**Work required**
Exact copies are required of the lines from the line containing "Reviewer note: confirm that every instance of the black iron" through the final line of the listing, both included, and of no other lines.

**Entries provided**
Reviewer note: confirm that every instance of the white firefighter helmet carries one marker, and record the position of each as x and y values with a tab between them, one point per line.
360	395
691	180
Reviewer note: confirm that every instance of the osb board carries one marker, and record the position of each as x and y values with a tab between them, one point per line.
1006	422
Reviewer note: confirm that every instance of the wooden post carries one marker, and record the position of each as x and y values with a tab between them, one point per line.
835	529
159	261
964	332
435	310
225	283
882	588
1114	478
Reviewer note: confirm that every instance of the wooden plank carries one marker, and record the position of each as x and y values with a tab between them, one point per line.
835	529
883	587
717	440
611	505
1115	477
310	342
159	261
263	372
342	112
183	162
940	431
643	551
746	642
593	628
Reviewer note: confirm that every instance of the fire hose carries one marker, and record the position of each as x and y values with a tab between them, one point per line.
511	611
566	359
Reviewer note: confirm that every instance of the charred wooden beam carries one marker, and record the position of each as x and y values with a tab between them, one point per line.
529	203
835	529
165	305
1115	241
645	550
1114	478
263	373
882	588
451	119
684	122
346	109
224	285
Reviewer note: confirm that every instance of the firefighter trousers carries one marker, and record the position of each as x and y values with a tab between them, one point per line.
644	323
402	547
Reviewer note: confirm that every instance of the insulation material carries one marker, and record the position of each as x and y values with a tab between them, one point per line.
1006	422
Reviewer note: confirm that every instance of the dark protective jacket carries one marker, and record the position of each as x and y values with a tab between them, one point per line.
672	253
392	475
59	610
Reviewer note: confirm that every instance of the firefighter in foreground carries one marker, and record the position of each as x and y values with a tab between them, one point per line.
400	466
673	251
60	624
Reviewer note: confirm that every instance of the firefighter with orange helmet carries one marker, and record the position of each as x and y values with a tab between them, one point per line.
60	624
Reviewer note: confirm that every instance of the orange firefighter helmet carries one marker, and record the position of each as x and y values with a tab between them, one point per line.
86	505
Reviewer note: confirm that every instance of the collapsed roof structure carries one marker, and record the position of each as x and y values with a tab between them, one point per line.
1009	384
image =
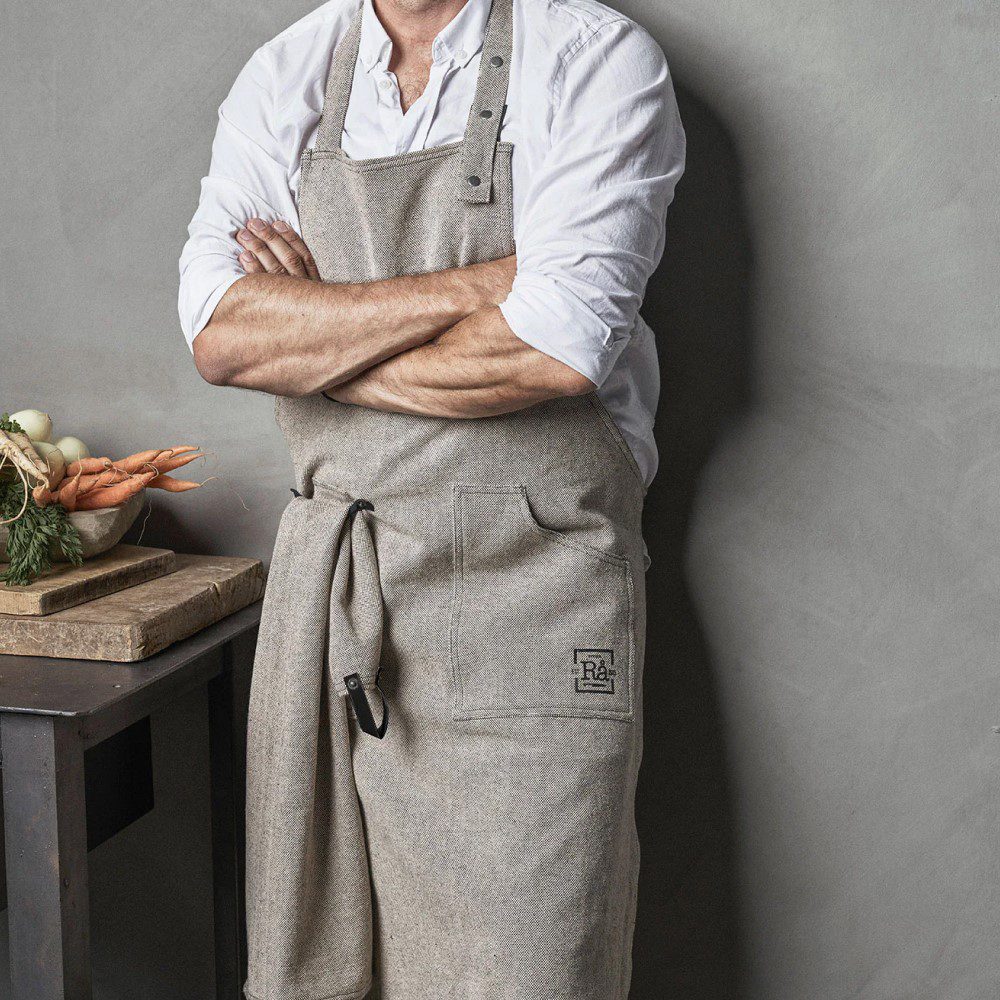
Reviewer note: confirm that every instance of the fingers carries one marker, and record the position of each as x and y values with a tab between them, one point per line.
272	251
250	263
298	244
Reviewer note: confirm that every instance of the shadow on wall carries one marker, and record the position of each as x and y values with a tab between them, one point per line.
687	939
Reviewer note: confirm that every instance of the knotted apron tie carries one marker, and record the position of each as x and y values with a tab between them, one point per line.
368	594
354	681
319	649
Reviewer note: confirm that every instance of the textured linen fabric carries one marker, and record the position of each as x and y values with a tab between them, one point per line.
599	148
485	849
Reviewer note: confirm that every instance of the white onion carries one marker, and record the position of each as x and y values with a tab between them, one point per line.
54	459
73	449
34	423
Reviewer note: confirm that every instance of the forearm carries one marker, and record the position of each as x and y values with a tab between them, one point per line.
478	368
294	337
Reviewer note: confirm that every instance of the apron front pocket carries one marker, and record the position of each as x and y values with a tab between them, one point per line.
542	623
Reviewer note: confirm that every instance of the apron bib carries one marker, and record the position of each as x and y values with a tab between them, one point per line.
471	837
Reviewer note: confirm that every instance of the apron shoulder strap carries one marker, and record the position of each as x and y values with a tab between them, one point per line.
482	131
338	87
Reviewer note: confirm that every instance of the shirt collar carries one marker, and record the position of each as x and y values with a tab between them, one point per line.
458	41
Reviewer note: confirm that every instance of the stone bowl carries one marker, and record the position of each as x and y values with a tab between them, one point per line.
99	530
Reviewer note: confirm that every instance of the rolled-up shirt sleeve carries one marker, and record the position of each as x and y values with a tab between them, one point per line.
591	230
248	176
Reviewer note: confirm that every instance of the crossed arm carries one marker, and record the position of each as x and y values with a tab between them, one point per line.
432	344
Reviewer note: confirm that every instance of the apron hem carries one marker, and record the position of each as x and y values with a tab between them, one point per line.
359	994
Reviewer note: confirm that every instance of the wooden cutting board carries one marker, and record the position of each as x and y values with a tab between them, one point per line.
66	586
135	623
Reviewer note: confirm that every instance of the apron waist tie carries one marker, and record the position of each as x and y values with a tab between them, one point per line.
357	595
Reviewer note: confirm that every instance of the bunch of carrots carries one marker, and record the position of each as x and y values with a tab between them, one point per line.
94	483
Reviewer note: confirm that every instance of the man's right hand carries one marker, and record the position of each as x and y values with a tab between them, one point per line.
276	248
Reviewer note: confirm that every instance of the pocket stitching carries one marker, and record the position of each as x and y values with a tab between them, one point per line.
458	594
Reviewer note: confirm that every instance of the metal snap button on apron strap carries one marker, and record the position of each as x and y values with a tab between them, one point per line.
358	505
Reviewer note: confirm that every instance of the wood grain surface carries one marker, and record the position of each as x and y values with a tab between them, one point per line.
133	624
66	586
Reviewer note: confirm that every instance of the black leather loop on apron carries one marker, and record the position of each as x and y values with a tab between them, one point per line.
355	687
363	711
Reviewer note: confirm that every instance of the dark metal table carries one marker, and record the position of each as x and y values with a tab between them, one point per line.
51	712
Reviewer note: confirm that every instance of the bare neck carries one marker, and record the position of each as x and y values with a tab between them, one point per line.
414	24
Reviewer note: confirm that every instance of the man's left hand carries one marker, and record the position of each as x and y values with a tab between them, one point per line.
275	248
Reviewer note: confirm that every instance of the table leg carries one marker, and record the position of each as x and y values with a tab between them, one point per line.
45	821
227	742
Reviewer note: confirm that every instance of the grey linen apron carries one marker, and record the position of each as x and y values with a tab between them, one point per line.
488	575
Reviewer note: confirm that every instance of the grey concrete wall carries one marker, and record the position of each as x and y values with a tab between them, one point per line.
819	793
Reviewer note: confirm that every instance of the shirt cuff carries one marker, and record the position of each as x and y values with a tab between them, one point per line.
200	296
552	320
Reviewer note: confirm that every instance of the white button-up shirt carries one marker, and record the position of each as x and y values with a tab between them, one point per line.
598	149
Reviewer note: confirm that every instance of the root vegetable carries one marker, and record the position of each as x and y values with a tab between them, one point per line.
88	466
170	464
135	462
68	492
112	496
34	423
17	449
54	462
42	495
73	448
109	477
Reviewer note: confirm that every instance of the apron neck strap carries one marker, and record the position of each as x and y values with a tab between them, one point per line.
482	131
338	86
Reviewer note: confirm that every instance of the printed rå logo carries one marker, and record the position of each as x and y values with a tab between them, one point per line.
594	671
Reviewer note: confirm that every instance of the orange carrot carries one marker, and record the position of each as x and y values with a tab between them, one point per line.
107	478
88	466
133	463
112	496
169	464
42	495
172	485
68	492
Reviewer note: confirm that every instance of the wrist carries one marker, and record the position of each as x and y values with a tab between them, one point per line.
482	286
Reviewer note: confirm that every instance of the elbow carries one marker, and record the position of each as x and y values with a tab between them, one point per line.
211	359
570	382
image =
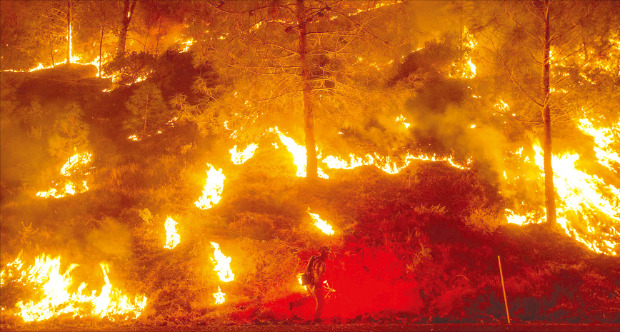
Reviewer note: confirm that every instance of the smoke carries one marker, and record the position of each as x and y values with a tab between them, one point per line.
111	238
444	123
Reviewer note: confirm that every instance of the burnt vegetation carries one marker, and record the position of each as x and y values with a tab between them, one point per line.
417	246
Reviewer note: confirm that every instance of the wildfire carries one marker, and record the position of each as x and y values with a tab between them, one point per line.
212	191
603	138
186	44
300	282
70	168
219	296
386	164
299	154
321	224
240	157
52	287
222	264
403	120
172	237
584	202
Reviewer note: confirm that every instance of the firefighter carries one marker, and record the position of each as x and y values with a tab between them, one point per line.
313	280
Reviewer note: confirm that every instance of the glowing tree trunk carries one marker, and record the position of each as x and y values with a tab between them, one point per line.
146	113
122	36
546	113
69	32
100	49
311	162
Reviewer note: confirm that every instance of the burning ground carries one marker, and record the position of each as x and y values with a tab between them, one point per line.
158	190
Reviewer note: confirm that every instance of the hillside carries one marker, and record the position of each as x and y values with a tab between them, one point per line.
418	246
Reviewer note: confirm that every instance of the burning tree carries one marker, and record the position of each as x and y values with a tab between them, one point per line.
316	61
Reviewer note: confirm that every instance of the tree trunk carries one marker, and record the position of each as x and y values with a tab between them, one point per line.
122	36
146	113
311	162
69	41
546	113
100	51
157	37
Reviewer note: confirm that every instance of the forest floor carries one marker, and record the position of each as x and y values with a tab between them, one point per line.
336	327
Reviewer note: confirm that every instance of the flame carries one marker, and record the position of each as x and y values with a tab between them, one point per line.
186	44
239	157
321	224
603	138
298	152
172	237
402	120
78	159
300	282
219	296
212	191
45	278
71	167
222	264
584	202
386	164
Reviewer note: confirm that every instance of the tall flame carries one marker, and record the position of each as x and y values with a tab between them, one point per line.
212	191
52	287
172	237
584	201
219	296
222	264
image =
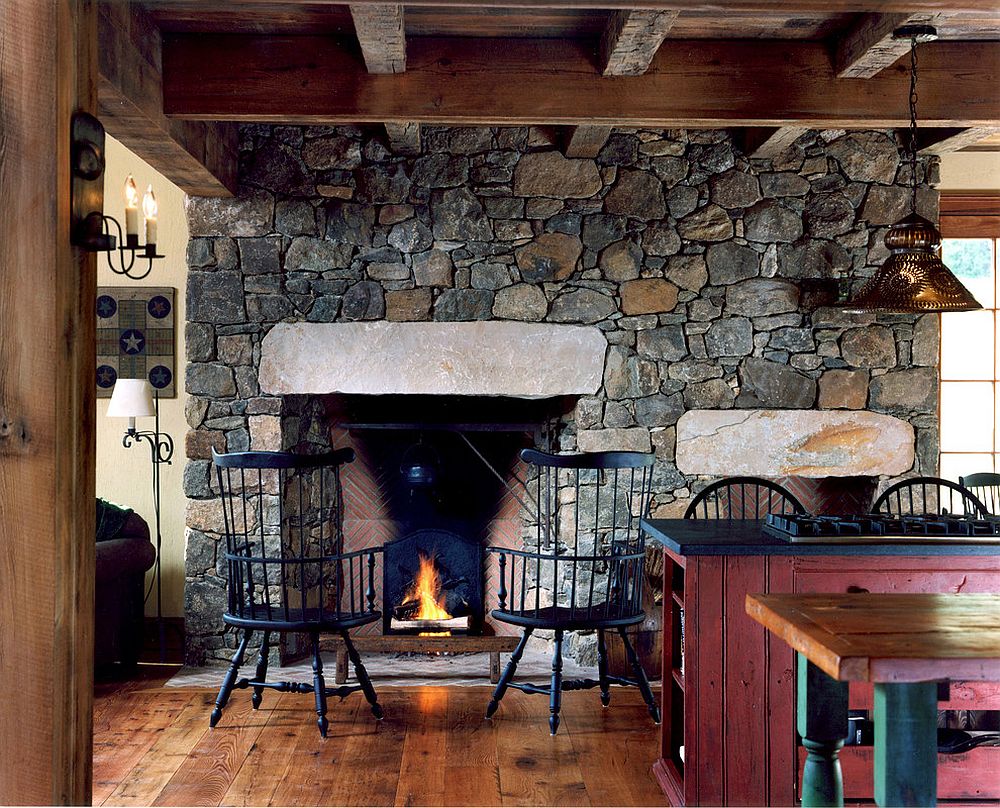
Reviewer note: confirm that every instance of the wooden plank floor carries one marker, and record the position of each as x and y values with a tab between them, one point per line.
152	746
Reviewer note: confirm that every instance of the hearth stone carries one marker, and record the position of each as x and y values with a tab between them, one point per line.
481	358
775	443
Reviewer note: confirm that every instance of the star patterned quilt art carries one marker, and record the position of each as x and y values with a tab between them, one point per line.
135	337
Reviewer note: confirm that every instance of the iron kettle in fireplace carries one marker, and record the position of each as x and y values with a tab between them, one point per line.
420	465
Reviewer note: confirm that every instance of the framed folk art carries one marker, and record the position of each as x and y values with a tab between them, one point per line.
135	337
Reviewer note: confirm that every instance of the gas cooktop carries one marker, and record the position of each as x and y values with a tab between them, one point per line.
880	528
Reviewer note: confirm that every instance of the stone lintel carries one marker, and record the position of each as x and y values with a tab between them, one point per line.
804	443
522	360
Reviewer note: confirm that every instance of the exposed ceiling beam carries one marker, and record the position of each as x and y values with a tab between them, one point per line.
516	81
380	32
769	143
404	138
586	141
869	46
631	40
198	157
941	141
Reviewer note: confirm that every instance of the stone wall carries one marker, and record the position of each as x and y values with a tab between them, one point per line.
709	274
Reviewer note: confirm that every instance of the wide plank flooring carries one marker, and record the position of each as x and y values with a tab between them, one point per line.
152	746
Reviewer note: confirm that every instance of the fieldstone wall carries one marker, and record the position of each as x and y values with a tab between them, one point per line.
709	274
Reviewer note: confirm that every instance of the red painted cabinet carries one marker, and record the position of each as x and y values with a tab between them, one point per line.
728	733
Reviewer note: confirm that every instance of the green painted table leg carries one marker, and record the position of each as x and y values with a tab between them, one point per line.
822	723
906	744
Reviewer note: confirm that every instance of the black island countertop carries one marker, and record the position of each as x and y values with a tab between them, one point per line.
689	537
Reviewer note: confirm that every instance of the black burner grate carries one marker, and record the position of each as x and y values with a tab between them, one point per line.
797	527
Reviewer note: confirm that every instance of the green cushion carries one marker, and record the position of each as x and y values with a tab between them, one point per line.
110	519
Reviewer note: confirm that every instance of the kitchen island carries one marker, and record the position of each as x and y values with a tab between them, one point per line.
728	734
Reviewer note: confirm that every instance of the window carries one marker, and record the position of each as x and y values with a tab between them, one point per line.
970	364
970	351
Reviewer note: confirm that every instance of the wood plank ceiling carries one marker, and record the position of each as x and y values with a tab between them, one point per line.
768	68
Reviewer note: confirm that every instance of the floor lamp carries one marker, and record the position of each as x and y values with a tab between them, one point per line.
134	398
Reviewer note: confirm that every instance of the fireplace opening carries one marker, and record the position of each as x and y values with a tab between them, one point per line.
433	584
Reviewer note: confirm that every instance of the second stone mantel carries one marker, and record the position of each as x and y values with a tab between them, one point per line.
523	360
804	443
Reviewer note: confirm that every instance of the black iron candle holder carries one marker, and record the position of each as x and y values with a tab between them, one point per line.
128	249
90	228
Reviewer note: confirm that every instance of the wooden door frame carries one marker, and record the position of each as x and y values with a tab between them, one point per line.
47	409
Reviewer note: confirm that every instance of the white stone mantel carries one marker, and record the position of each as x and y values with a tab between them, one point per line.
482	358
804	443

**Result of this exercise**
Reviewer note: confirm that every instance of the black iron candle holder carries one marker, and record the position of each as x and y values with a tab between them, one point per line.
128	249
90	228
Reviewer note: confirm that every instance of the wooden door frame carries one marker, and record the position of each as x and y values with a tab between them, one point per line.
47	409
Reviewer note: confirm that every instance of the white stone mantel carries one marker, and record the position of each as x and y values with a tab between them, one point per line.
482	358
804	443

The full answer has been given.